• _Short problem_
Return every line of the items below exactly as it appears, leaving out the pictures.

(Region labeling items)

_____

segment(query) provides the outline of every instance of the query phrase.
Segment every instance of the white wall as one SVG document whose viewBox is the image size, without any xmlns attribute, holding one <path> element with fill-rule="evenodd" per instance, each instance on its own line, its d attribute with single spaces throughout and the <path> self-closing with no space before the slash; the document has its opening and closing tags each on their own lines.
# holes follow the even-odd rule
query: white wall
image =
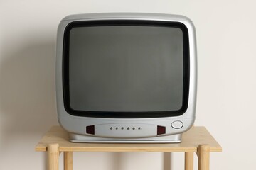
<svg viewBox="0 0 256 170">
<path fill-rule="evenodd" d="M 196 125 L 206 126 L 223 147 L 211 154 L 211 169 L 255 169 L 255 6 L 253 0 L 0 1 L 0 169 L 46 169 L 46 154 L 34 147 L 58 125 L 58 24 L 69 14 L 99 12 L 176 13 L 193 21 L 198 53 Z M 162 156 L 75 153 L 74 169 L 164 169 L 169 164 L 162 165 Z M 182 169 L 183 155 L 171 157 L 172 169 Z"/>
</svg>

_____

• _Task response_
segment(query) provides the outline of every instance of the query phrase.
Segment every instance of the white wall as one SVG document whose viewBox is the image size, without any xmlns attribute, holding one <path> element with fill-rule="evenodd" per instance, each instance on its own line, its d attribute with single spaces throughout and the <path> self-closing with no space before the slash; the document has its opening and closing tags each on their own lines.
# holes follow the even-odd rule
query: white wall
image =
<svg viewBox="0 0 256 170">
<path fill-rule="evenodd" d="M 196 125 L 206 126 L 223 147 L 211 154 L 211 169 L 255 169 L 255 6 L 253 0 L 0 1 L 0 169 L 46 169 L 46 154 L 34 147 L 58 125 L 58 24 L 69 14 L 99 12 L 176 13 L 193 21 L 198 53 Z M 162 156 L 75 153 L 74 169 L 164 169 L 169 164 L 162 165 Z M 182 169 L 183 155 L 171 157 L 172 169 Z"/>
</svg>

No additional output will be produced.